=== WORK INSTRUCTIONS ===
Start with the first line of the data and end with the line that holds "box: [145, 268, 346, 310]"; write out each one exactly.

TASK MATERIAL below:

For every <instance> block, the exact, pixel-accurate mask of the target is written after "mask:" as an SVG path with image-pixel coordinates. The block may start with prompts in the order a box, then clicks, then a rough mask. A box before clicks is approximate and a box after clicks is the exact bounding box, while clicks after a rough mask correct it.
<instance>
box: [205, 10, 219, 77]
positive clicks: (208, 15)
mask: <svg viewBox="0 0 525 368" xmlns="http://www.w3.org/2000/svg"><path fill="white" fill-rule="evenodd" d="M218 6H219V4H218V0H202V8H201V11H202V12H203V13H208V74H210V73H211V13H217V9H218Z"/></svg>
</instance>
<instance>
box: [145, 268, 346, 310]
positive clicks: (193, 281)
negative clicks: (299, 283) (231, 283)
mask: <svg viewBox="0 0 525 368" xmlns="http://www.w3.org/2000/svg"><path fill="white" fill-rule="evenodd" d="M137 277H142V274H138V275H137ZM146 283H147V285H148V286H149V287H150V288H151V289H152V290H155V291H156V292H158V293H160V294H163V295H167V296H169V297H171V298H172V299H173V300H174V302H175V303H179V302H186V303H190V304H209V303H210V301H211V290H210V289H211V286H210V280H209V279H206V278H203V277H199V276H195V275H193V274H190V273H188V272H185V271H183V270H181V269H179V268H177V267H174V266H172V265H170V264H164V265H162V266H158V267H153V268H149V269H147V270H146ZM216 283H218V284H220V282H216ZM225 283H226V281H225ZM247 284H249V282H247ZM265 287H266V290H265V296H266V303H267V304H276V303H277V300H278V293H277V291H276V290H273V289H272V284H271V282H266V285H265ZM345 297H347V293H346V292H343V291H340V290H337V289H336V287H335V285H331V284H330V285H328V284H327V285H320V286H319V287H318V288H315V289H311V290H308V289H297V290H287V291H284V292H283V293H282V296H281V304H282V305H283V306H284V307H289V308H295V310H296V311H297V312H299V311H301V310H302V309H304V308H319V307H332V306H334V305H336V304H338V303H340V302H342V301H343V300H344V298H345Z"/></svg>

End of TASK MATERIAL.

=== SOLUTION TO THIS EXERCISE ===
For every <instance> block, the exact, pixel-accurate mask of the target is written after "mask:" as an SVG path with image-pixel coordinates. The block may start with prompts in the order a box, then clicks, then a rough mask. A box before clicks is approximate and a box after clicks is the exact bounding box, while clicks after a rough mask correct it.
<instance>
box: [205, 10, 219, 77]
positive clicks: (208, 15)
mask: <svg viewBox="0 0 525 368" xmlns="http://www.w3.org/2000/svg"><path fill="white" fill-rule="evenodd" d="M218 6H219V4H218V0H202V8H201V11H202V12H203V13H208V74H210V73H211V13H217V9H218Z"/></svg>
</instance>
<instance>
box: [145, 268, 346, 310]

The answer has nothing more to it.